** START Data for this task **
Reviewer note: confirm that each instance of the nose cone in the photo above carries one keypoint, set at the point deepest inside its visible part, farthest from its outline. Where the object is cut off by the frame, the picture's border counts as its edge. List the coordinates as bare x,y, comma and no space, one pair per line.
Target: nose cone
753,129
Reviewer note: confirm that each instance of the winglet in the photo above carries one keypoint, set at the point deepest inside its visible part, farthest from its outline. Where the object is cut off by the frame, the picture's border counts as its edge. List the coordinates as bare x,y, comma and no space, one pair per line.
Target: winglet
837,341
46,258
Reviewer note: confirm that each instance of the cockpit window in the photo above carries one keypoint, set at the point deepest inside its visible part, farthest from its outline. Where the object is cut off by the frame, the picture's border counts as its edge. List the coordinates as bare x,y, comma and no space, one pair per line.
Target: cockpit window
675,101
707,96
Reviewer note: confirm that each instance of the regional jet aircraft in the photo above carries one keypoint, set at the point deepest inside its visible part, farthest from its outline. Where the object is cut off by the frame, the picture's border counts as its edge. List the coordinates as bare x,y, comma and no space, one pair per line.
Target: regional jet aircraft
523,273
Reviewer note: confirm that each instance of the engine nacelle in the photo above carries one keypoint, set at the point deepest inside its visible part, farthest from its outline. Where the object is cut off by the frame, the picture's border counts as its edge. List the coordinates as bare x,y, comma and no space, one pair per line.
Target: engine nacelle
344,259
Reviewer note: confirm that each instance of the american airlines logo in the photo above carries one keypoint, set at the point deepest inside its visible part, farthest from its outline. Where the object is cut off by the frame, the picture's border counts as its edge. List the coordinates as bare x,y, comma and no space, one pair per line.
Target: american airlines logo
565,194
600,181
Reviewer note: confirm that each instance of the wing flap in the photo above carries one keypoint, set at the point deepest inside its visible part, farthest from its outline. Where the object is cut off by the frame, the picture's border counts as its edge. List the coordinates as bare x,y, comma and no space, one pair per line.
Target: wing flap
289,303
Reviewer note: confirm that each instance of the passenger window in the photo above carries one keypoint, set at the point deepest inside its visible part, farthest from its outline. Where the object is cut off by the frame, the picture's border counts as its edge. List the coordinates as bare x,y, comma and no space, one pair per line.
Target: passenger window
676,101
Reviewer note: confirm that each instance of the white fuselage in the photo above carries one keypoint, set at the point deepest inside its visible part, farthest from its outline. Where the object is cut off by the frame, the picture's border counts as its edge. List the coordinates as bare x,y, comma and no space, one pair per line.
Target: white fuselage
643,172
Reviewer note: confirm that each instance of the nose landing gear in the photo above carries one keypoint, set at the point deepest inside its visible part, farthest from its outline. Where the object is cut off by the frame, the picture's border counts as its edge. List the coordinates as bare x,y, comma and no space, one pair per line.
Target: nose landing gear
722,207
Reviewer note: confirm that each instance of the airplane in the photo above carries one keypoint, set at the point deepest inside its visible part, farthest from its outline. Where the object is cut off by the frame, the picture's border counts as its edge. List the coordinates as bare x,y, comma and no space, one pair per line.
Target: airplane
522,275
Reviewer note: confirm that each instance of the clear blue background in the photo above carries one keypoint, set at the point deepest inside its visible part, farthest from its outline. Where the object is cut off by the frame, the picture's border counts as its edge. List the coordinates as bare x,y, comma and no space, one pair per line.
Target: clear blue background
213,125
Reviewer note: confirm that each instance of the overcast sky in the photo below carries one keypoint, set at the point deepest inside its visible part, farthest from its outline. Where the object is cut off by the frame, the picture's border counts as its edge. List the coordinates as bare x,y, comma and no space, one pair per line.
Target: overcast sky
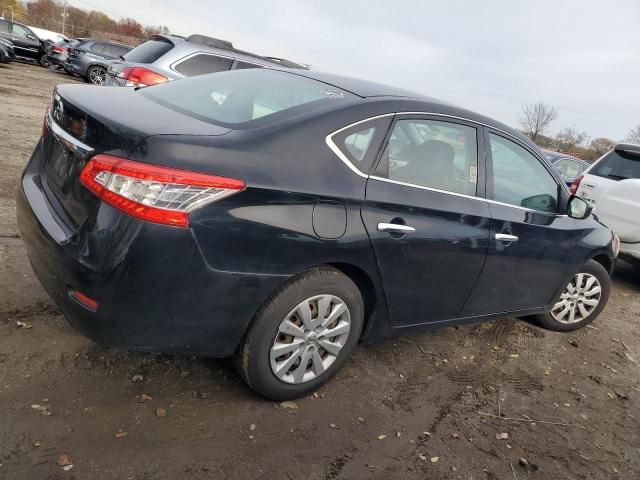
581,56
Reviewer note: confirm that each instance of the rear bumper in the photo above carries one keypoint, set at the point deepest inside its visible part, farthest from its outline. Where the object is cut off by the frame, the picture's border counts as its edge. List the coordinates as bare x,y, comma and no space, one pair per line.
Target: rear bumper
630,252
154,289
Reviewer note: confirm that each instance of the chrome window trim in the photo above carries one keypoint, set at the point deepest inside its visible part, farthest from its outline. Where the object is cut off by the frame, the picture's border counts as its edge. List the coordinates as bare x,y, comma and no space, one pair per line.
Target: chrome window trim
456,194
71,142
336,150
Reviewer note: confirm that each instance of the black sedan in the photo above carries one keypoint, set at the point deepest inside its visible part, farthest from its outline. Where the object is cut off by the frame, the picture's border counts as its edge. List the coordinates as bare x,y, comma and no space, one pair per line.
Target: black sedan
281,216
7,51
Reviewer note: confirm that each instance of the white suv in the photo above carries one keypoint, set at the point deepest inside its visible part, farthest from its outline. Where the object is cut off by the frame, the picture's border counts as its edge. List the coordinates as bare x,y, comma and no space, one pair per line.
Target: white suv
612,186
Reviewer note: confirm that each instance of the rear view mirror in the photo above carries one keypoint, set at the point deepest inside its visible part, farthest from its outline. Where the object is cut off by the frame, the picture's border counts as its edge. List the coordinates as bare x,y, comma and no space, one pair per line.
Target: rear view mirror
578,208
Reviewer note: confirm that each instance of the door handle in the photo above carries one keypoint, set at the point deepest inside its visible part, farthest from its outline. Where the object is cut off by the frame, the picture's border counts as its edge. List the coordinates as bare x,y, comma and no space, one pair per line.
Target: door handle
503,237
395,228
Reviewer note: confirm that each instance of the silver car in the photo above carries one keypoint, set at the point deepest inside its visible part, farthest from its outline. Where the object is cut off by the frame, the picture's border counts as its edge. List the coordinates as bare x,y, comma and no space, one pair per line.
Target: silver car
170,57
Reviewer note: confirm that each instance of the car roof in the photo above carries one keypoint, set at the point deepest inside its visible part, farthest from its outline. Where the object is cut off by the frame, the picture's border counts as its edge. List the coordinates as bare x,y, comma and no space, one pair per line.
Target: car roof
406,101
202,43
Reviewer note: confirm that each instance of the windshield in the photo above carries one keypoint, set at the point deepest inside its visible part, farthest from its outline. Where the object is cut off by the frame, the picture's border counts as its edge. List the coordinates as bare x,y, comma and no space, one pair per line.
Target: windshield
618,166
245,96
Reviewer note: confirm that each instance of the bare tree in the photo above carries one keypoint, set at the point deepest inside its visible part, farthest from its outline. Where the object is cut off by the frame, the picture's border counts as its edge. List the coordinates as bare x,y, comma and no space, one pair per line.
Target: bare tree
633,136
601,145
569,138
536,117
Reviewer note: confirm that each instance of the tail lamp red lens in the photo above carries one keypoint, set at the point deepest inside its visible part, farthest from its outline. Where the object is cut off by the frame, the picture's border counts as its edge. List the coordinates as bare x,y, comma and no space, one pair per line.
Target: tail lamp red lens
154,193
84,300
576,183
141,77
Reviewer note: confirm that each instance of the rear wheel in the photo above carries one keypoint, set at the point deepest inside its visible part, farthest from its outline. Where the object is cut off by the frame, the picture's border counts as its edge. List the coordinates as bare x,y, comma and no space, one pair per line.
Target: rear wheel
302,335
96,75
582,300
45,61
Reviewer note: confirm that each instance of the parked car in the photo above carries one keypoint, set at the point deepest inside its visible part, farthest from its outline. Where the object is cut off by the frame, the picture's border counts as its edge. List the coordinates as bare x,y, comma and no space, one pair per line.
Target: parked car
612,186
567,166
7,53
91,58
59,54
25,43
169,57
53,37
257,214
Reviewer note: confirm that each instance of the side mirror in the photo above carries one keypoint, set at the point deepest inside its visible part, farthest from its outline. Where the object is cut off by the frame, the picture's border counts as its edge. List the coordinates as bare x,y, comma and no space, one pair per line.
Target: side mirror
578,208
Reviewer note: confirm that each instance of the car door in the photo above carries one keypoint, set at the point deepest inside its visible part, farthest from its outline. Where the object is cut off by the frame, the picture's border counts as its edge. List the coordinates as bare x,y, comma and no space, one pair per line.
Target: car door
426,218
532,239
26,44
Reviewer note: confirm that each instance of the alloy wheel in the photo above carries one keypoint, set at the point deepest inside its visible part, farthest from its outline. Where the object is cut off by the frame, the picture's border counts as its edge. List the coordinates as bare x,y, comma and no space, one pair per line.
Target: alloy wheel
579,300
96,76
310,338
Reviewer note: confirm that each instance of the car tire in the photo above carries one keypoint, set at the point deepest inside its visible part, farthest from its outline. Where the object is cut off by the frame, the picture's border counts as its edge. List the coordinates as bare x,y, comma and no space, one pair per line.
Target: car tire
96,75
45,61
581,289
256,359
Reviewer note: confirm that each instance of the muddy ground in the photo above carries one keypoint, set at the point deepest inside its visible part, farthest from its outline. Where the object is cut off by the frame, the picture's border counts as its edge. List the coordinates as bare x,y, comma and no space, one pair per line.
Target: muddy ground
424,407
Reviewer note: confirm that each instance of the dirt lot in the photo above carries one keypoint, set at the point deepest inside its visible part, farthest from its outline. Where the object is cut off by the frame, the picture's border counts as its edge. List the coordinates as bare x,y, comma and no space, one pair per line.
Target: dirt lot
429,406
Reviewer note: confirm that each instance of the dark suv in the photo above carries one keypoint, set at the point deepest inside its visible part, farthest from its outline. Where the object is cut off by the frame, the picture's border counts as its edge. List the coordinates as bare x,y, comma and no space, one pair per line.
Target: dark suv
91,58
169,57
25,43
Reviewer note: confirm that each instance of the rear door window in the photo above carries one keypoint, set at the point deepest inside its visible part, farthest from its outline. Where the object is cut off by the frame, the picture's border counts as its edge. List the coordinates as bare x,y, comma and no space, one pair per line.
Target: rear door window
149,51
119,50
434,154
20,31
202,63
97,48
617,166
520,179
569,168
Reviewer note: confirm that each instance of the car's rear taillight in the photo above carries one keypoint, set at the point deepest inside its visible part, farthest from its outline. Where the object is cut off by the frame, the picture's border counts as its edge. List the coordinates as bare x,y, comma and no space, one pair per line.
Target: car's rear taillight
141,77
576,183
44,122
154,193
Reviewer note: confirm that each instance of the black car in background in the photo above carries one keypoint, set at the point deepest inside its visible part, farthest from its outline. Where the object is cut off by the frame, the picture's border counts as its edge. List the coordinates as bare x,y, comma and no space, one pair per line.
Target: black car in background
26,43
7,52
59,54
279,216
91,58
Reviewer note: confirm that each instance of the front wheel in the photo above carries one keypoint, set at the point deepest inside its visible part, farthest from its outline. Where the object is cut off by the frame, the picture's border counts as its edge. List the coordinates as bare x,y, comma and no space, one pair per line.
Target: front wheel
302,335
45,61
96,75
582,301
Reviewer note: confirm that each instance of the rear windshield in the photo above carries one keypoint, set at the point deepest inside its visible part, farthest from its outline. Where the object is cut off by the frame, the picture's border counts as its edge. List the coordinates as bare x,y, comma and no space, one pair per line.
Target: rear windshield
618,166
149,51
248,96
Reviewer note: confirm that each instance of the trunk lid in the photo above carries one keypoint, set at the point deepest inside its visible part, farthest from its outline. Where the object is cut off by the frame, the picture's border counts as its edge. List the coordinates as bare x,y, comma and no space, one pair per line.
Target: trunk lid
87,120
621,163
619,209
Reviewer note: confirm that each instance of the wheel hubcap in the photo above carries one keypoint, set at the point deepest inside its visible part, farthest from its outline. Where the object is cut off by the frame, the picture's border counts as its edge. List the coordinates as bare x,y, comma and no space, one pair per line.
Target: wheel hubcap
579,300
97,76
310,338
** END Data for this task **
Can you echo, word for word, every line from the one containing "Reviewer note: confirm that each instance of the wheel" through the last line of the entries above, including both ends?

> **Written answer**:
Reviewer note: confirm that each instance of the wheel hubcap in the photo above carries one keypoint, set at the point deepest inside its visible part, farthest from its outline. Where the object is cut off by the frame, the picture's border counts as its edge. List the coordinates as bare x,y, comma and no space, one pair per line.
Target: wheel hubcap
579,300
97,76
310,338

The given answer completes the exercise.